> [PROBLEM DETAILS]:
Gather every line of the rows below that contains the string "leaf", and copy each one. Case counts.

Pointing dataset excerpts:
.....

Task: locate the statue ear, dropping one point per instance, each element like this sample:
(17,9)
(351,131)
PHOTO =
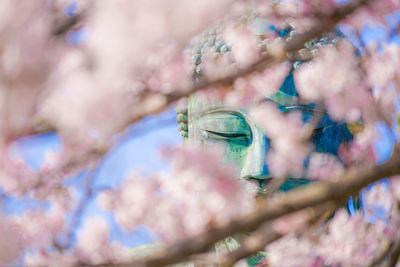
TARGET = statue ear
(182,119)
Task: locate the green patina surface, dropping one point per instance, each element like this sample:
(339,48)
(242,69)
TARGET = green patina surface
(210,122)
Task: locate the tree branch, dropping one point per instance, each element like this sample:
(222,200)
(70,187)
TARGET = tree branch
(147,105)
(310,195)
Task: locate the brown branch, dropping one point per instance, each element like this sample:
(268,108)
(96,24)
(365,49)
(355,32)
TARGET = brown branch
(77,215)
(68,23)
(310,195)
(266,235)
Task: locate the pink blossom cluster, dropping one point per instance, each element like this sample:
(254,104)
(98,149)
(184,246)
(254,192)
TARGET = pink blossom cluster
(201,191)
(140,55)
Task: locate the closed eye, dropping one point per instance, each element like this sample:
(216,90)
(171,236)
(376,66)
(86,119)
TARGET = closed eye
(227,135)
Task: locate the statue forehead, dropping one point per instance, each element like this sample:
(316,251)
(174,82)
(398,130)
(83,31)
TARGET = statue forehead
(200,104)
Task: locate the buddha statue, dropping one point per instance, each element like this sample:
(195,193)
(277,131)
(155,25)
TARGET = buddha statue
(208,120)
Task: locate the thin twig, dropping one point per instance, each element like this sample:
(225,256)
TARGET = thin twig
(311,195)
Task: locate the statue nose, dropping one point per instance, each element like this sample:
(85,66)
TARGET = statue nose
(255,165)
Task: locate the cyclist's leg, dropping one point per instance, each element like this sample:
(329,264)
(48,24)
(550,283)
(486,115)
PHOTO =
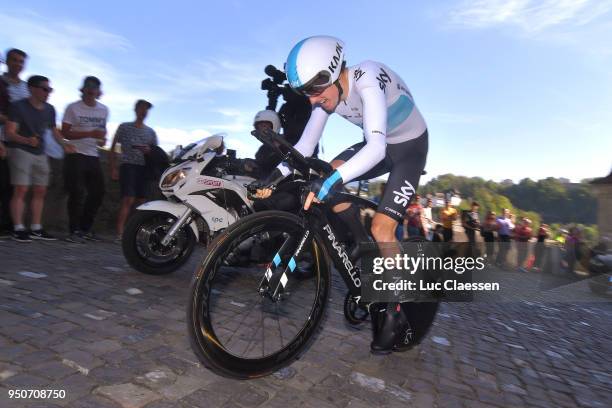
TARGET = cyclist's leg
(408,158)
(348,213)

.....

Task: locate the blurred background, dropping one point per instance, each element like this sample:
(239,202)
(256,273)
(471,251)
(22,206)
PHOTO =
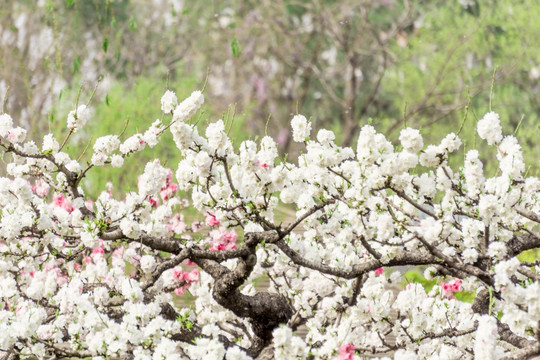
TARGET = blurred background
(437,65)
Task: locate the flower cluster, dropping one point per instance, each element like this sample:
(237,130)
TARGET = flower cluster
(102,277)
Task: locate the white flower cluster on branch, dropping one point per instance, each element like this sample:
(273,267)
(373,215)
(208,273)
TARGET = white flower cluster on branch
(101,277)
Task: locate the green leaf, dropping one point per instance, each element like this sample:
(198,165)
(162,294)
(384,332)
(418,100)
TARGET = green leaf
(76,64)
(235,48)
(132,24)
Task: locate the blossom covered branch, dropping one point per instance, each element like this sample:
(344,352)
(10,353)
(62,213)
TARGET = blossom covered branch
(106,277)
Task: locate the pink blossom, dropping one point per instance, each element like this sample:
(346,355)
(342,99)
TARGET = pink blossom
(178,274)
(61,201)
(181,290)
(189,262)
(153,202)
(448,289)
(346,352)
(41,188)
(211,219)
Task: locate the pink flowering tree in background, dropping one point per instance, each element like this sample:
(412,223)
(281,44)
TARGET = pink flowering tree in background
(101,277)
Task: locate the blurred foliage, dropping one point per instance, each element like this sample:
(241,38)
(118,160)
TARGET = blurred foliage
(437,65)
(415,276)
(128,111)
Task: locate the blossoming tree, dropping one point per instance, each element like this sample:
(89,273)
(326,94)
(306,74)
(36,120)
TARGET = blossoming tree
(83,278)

.....

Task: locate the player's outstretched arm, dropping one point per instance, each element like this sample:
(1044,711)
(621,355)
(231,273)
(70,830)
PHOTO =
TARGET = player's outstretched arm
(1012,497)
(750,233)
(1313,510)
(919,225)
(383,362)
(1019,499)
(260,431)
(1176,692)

.....

> [CORRECT OUTPUT]:
Task: locate the green leaf, dropping one point per instance, each element like this sample:
TARGET = green leaf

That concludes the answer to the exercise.